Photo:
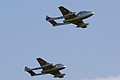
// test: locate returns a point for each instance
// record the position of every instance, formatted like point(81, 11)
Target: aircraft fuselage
point(81, 15)
point(56, 68)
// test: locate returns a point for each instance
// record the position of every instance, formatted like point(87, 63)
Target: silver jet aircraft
point(47, 68)
point(71, 17)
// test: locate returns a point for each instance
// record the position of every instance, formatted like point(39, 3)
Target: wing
point(65, 12)
point(80, 23)
point(44, 64)
point(57, 74)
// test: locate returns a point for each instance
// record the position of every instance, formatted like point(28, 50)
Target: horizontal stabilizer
point(30, 71)
point(54, 23)
point(53, 18)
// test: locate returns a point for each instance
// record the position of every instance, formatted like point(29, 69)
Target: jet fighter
point(47, 68)
point(71, 18)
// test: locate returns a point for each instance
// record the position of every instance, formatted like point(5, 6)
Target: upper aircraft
point(47, 68)
point(71, 17)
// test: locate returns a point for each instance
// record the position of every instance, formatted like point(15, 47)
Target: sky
point(89, 54)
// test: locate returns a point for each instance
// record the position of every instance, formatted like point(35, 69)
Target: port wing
point(80, 23)
point(44, 64)
point(66, 12)
point(57, 74)
point(31, 72)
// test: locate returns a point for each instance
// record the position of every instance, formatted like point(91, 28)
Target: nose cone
point(92, 12)
point(64, 66)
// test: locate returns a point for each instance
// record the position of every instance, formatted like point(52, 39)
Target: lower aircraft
point(71, 18)
point(47, 68)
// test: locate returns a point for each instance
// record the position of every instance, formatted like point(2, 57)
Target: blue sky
point(91, 53)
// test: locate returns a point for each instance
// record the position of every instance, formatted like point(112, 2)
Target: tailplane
point(31, 72)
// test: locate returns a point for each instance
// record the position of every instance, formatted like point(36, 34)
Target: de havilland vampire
point(47, 68)
point(71, 17)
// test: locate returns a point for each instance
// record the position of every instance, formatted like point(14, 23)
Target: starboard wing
point(80, 23)
point(44, 64)
point(66, 12)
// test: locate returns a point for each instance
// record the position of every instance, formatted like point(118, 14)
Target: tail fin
point(30, 71)
point(47, 18)
point(54, 23)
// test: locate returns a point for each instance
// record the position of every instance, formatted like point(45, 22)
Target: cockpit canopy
point(58, 65)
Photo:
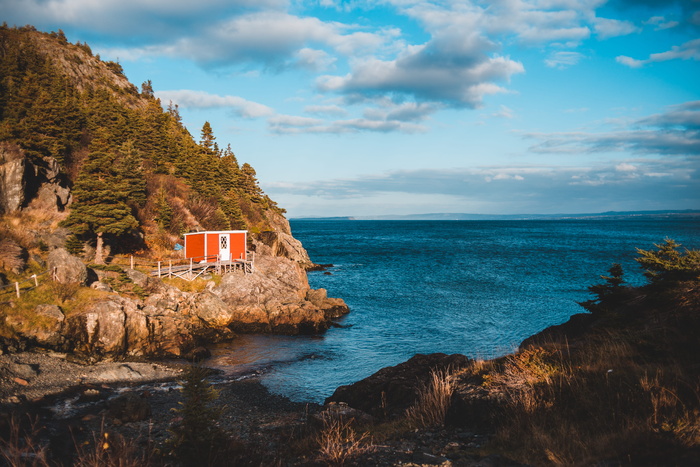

..........

» Instructions for the task
Each line from the one containing "Target: tailplane" through the end of the records above is to be retyped exactly, with the pictures omitted and nothing added.

» Solution below
Target: tailplane
point(31, 72)
// test: locate returns a point for each instance
// record the position of every instance, formatted like point(36, 34)
Target: de havilland vampire
point(47, 68)
point(71, 17)
// test: locate returns a point for each instance
// record the position of every instance, formatted like point(14, 23)
Target: starboard wing
point(80, 23)
point(44, 64)
point(66, 12)
// test: locate returns a point for each instance
// record the position of every instance, formatted like point(118, 14)
Target: tail fin
point(30, 71)
point(47, 18)
point(54, 23)
// test: locate returns a point for each instance
// record the position of every instance, formatted like point(45, 22)
Target: cockpit canopy
point(58, 65)
Photo:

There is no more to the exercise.